> **Passage given**:

[start]

I find her constant and, dare I say intrusive, practice of negatively characterising various manifestations of non-Christian and especially "popular" mysticism more than somewhat off-putting.

My own position is that inasfar as she might be correct in what she says the principal consequent need is bridge building, not bridge burning.

I am reading her work in a different spiritual climate, admittedly, when the New Age has more or less claimed the territory for itself, together with the marketing revenues, when suffering is largely the prerogative of the third world and those who have been sexually abused, and the Church proper is to some extent the home of perceived impropriety.

But she does go on, and on.

DCW

Here that ‘groaning and travailing' of creation which St. Paul so vividly realized, and which has worried his easy-going interpreters ever since, is perceived as a fundamental truth. So even were this the only gift of the Gospel, here Jesus of Nazareth transfigured our whole view of the meaning and nature of man and his relation with Reality. For He made Love the universal of personality, the absolute of soul; and in doing this, made that same principle of Love the only category under which men could think truly about God.

[end]

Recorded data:

[start]

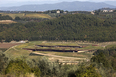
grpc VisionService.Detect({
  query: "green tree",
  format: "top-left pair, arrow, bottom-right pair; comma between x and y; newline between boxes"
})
5,59 -> 31,76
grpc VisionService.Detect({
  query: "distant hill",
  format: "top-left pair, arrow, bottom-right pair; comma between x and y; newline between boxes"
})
104,1 -> 116,6
0,1 -> 116,11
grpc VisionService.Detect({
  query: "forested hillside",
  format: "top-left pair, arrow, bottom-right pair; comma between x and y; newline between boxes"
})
0,14 -> 12,20
0,14 -> 116,42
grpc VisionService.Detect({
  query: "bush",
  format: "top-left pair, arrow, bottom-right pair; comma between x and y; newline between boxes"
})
5,59 -> 31,76
0,52 -> 8,72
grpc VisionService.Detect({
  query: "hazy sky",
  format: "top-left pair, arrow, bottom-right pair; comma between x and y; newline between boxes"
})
0,0 -> 116,3
0,0 -> 116,7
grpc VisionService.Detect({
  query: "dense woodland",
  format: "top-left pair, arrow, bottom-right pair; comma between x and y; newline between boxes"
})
0,14 -> 116,42
0,14 -> 116,77
0,46 -> 116,77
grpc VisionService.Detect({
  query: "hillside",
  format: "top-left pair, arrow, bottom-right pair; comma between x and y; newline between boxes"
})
0,1 -> 116,11
0,14 -> 116,41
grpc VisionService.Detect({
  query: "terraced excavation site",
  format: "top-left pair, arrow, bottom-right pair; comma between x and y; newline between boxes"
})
5,41 -> 116,64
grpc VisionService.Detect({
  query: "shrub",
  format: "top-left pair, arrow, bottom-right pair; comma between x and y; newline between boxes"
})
0,52 -> 8,72
5,59 -> 31,76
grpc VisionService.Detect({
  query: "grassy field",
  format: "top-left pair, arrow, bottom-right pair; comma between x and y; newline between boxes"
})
5,41 -> 103,61
0,13 -> 51,19
4,41 -> 116,62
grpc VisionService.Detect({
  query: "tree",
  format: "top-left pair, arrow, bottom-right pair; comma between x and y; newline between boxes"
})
5,59 -> 31,76
0,52 -> 8,72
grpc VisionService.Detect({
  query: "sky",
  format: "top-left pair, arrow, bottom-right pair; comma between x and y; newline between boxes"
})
0,0 -> 116,7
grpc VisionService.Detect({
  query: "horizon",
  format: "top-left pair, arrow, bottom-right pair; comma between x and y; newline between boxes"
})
0,0 -> 116,7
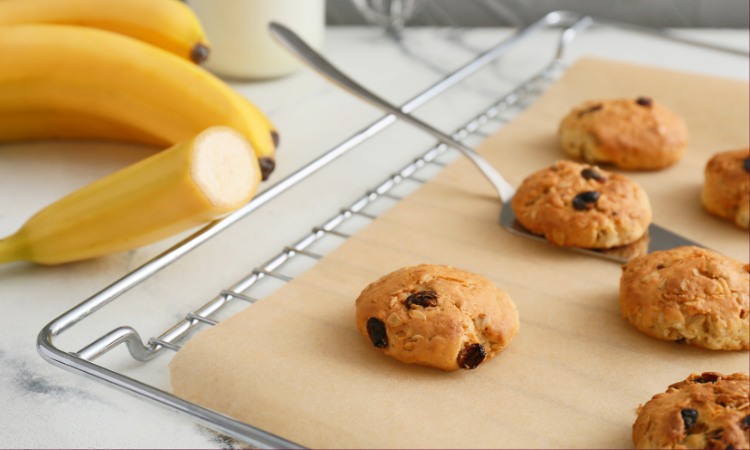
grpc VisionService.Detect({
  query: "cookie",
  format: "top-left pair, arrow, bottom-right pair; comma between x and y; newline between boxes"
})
701,148 -> 750,229
633,372 -> 750,450
356,264 -> 519,370
558,97 -> 688,170
511,161 -> 651,249
620,246 -> 750,350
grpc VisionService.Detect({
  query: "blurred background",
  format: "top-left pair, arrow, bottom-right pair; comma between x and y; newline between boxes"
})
326,0 -> 750,28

[end]

> **Exercise tasks**:
a. In the passage, what does the writer hold to be the principal consequent need, insofar as she might be correct?
b. Quote the passage word for word, between "I find her constant" and "of perceived impropriety.", inclusive.
The data above come from a separate source and are not connected to the passage.

> **Task solutions**:
a. Bridge building, not bridge burning.

b.
I find her constant and, dare I say intrusive, practice of negatively characterising various manifestations of non-Christian and especially "popular" mysticism more than somewhat off-putting.

My own position is that inasfar as she might be correct in what she says the principal consequent need is bridge building, not bridge burning.

I am reading her work in a different spiritual climate, admittedly, when the New Age has more or less claimed the territory for itself, together with the marketing revenues, when suffering is largely the prerogative of the third world and those who have been sexually abused, and the Church proper is to some extent the home of perceived impropriety.